▸ **Task to carry out**
What are the lines from the one containing "Where can you see the metal" through the end of the listing below? Return them exactly, and only them.

[Start of Attachment]

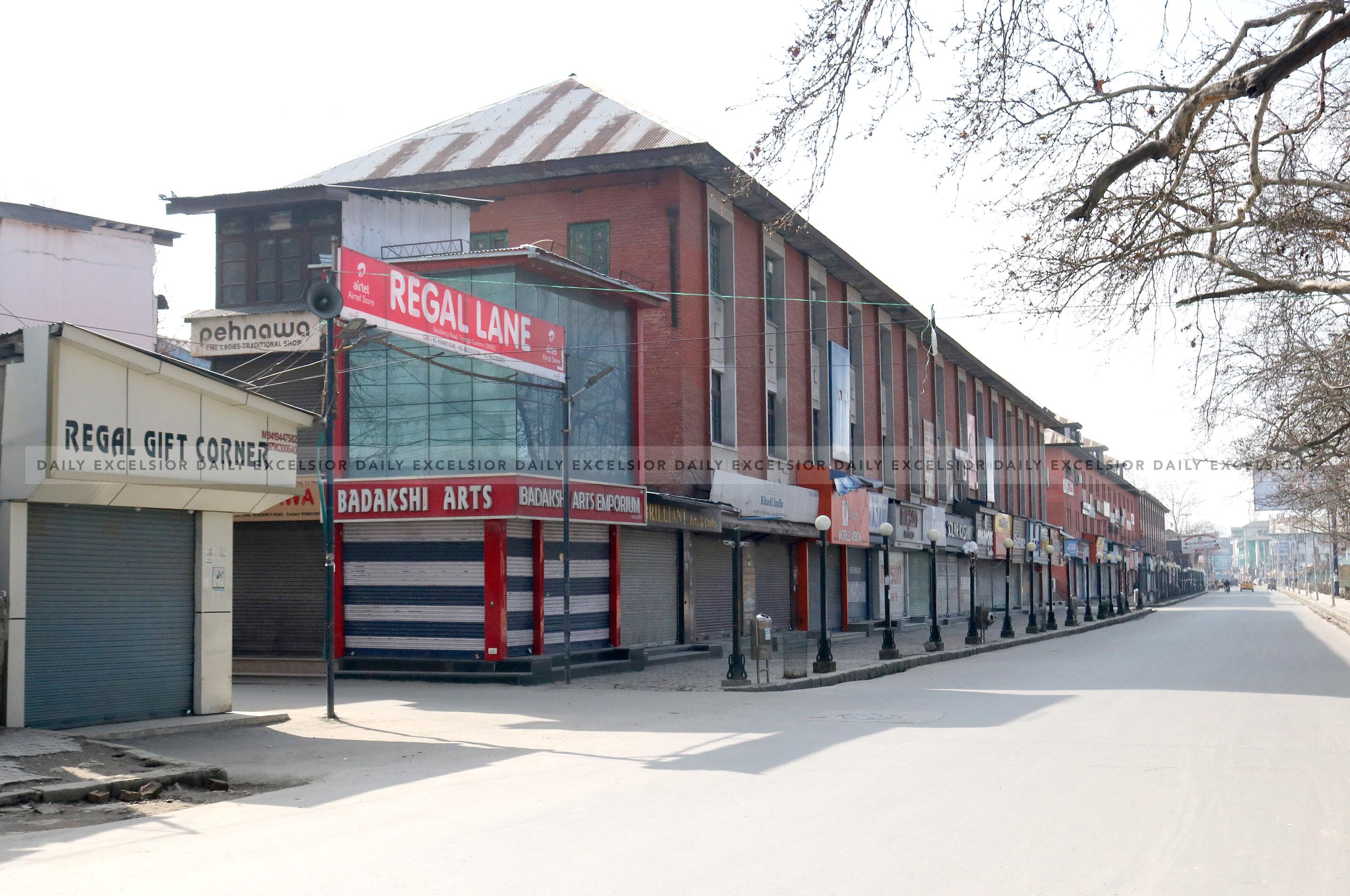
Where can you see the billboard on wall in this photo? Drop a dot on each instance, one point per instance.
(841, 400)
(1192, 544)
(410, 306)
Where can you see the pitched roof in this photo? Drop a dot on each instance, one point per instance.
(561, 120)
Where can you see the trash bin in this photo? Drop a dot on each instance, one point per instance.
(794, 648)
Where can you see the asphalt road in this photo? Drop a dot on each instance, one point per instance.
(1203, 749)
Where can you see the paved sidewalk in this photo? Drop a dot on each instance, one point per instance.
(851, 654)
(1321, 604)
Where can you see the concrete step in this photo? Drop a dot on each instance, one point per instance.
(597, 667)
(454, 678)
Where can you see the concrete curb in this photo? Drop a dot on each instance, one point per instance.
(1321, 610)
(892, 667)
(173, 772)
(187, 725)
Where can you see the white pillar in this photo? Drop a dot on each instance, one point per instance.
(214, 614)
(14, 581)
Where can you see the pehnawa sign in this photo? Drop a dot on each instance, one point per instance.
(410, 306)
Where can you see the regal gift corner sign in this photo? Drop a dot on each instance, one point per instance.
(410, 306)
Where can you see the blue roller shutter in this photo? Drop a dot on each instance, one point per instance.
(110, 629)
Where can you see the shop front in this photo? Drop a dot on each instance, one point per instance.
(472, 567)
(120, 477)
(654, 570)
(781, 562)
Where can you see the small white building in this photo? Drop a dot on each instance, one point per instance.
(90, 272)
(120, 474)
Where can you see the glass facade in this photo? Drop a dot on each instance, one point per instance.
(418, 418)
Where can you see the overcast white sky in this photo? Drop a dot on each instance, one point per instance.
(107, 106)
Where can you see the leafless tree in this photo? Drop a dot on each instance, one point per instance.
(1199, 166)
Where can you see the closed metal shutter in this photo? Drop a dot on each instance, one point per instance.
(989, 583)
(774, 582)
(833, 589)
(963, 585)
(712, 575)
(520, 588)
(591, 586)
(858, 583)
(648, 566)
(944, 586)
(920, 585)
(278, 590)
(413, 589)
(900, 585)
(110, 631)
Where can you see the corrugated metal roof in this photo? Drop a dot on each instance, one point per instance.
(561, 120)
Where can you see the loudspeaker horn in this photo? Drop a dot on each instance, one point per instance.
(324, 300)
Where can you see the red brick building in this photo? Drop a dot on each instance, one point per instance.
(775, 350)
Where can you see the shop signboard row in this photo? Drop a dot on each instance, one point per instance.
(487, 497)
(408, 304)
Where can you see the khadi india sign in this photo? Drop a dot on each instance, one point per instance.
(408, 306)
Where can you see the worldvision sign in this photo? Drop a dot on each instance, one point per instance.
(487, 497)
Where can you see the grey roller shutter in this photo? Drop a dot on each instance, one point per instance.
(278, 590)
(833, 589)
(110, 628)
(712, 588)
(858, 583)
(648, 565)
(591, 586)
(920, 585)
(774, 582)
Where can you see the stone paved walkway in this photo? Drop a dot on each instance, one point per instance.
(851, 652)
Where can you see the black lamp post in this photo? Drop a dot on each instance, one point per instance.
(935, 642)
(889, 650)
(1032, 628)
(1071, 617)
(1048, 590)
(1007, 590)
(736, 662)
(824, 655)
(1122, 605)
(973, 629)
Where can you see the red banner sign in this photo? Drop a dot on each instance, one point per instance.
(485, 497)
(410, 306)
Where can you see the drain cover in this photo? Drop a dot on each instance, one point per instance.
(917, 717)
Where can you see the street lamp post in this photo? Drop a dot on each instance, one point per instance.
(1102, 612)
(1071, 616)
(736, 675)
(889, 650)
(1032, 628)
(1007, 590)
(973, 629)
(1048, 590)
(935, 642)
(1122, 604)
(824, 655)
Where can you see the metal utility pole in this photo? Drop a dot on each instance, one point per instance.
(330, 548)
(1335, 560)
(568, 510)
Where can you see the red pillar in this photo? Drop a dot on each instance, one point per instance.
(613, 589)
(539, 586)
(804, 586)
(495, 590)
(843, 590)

[End of Attachment]

▸ **Task response**
Where can you see the metal utility pole in this photo? Drop a dot on each instance, one point per instance.
(330, 548)
(1335, 560)
(568, 510)
Where can you see the red pillar in this photo? Drop a dot on each instance, one point per instance.
(613, 589)
(539, 586)
(804, 586)
(495, 590)
(843, 590)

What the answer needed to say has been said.